** Opening Extract to read block **
Monday, November 1, 2010

A busy weekend for me, with lots of music-making. But I didn't neglect exercise. Yesterday, taking advantage of a break in the rain, I went to the state park to do a trail-run. I carried a camera with me.

This time, instead of just photographing the landscape, I also took photos of the reflections in the puddles along the trail. The air was so calm that there were no ripples on the surface of the water, and the reflected tree branches were eerily sharp.

The reflected sky was highly vivid also.

If you find those images slightly disorienting to take in, wait till you see my Halloween costume!

Having got a long run out of the way (a little over 7 miles), I then felt ready to face Halloween. I was planning to play at an Irish session at a pub in San Francisco, and I knew that many of the other musicians were going to be in costume.

Not wishing to wear a costume that was disappointingly ordinary, I showed up as a distinctly creepy bar patron with a squashed little face.

All I did was cover my actual face and paint a different one on my forehead, but it looked so odd that about half the people there found it hilarious, and the other half were pretty disturbed by it. (For me, those two things add up to a successful Halloween costume.)
** Closing Extract to read block **
* **What to work on**:
A. Transcribe the part of the blog post about the trail run and Halloween costume that runs between "Monday, November 1, 2010" and "be in costume.", inclusive.
B. Write the next part of the blog post about the trail run and Halloween costume, starting after its last sentence.
The items that come next have nothing to do with this.
** Opening Source material block **
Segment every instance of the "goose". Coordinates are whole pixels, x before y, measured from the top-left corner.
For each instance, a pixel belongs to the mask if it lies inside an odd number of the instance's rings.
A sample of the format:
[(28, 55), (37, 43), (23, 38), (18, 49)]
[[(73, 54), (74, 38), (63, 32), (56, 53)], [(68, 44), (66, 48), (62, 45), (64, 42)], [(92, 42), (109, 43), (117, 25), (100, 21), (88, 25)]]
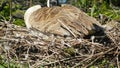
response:
[[(66, 0), (47, 0), (47, 7), (35, 5), (27, 9), (24, 20), (28, 29), (34, 28), (45, 34), (61, 37), (83, 38), (101, 31), (101, 24), (79, 8), (65, 4)], [(59, 4), (57, 4), (59, 5)]]

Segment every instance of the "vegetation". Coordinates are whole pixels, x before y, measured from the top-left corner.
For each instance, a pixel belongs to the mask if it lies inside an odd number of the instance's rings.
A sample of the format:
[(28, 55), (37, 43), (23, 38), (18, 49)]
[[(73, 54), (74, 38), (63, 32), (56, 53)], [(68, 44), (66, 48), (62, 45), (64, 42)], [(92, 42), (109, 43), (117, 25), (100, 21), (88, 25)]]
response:
[[(17, 2), (16, 4), (15, 0), (8, 0), (8, 1), (1, 0), (0, 1), (0, 21), (7, 20), (7, 21), (12, 21), (16, 25), (25, 26), (24, 20), (23, 20), (23, 15), (25, 10), (29, 6), (36, 4), (34, 0), (30, 0), (30, 1), (32, 2), (32, 4), (26, 6), (23, 4), (25, 4), (27, 1), (25, 1), (24, 3)], [(42, 4), (43, 6), (46, 5), (45, 0), (40, 0), (38, 2), (43, 3)], [(97, 18), (101, 22), (101, 24), (105, 24), (106, 21), (109, 21), (109, 20), (120, 21), (120, 6), (119, 6), (120, 1), (119, 0), (114, 0), (114, 1), (113, 0), (70, 0), (68, 3), (77, 6), (78, 8), (80, 8), (81, 10), (89, 14), (90, 16)], [(68, 49), (64, 48), (63, 51), (67, 53), (67, 56), (68, 55), (71, 56), (75, 54), (74, 48), (68, 48)], [(6, 53), (9, 53), (9, 52), (6, 52)], [(8, 56), (0, 55), (0, 68), (7, 68), (7, 67), (29, 68), (29, 62), (26, 64), (15, 63), (14, 60), (6, 59), (7, 57)], [(15, 57), (15, 58), (18, 58), (18, 57)], [(101, 59), (100, 61), (98, 61), (99, 63), (94, 63), (94, 65), (91, 65), (90, 68), (96, 68), (96, 67), (104, 68), (106, 65), (108, 65), (109, 68), (117, 67), (115, 66), (115, 64), (112, 64), (109, 60), (110, 59), (106, 59), (106, 58)], [(43, 61), (48, 61), (48, 60), (43, 60)], [(68, 65), (67, 67), (69, 68), (70, 66)], [(40, 66), (40, 68), (44, 68), (44, 67)]]

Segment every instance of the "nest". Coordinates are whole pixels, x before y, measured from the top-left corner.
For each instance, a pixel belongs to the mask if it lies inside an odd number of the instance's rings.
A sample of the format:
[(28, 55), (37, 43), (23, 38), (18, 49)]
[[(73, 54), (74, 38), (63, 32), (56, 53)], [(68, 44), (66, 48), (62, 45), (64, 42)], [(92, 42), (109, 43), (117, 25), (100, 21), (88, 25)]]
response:
[(120, 66), (120, 24), (106, 30), (104, 36), (91, 39), (44, 40), (25, 27), (0, 22), (0, 54), (9, 62), (29, 67), (89, 67), (108, 59)]

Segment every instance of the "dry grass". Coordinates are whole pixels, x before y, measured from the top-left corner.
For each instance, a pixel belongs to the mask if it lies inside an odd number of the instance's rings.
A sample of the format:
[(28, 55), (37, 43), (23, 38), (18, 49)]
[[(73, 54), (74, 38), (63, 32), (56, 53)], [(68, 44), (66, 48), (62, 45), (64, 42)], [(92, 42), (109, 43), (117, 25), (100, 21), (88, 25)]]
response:
[[(0, 55), (8, 63), (27, 63), (29, 68), (89, 67), (108, 59), (120, 68), (120, 24), (106, 35), (91, 39), (56, 39), (46, 41), (32, 35), (25, 27), (0, 22)], [(8, 65), (9, 66), (9, 65)]]

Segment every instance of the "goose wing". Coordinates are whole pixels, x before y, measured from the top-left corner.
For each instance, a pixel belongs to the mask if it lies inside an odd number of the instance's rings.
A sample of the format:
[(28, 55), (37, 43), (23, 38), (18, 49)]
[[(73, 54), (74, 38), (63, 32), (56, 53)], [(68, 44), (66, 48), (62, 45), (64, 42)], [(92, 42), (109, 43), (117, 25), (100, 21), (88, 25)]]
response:
[(94, 18), (71, 5), (44, 7), (32, 13), (29, 19), (33, 28), (60, 36), (83, 37), (96, 30), (94, 25), (100, 26)]

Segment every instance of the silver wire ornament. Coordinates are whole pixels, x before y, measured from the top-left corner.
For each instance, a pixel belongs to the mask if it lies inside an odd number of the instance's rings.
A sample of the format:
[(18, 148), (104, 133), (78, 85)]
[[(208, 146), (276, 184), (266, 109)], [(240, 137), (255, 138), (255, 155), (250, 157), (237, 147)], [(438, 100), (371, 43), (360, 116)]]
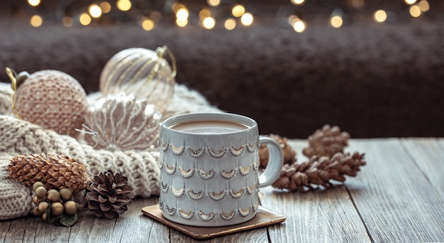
** Closing Source material block **
* **Answers for each item**:
A.
Monday, November 1, 2010

A busy weekend for me, with lots of music-making. But I didn't neglect exercise. Yesterday, taking advantage of a break in the rain, I went to the state park to do a trail-run. I carried a camera with me.

This time, instead of just photographing the landscape, I also took photos of the reflections in the puddles along the trail. The air was so calm that there were no ripples on the surface of the water, and the reflected tree branches were eerily sharp.

The reflected sky was highly vivid also.

If you find those images slightly disorienting to take in, wait till you see my Halloween costume!

Having got a long run out of the way (a little over 7 miles), I then felt ready to face Halloween. I was planning to play at an Irish session at a pub in San Francisco, and I knew that many of the other musicians were going to be in costume.

B.
I couldn't see very well through the scarf that was covering my face, but I was able to play, and that was what I was there to do.

I was able to see well enough to be quite aware that the table in front of me was covered with Halloween candy and cupcakes. I managed not to eat any of them. I'm not promising to do that well at Thanksgiving and Christmas, but I managed to survive the first of the season's Ordeals Of Sugar.

It's a historic week for us in these parts. Tonight the San Francisco Giants won their first World Series, and tomorrow we vote to legalize marijuana.

Actually, the latter is looking pretty doubtful at this point. Amusingly, a lot of the people who make at least part of their living from California's number one cash crop are against legalization, fearing that prices will drop steeply once that crop is no longer outlawed. Prohibition has always been America's preferred solution to the problem of making sure crime pays, but usually this aspect of the matter is decently concealed from view. Now that it's pretty nearly out in the open, it provides an entertaining spectacle for those who appreciate the finer points of hypocrisy.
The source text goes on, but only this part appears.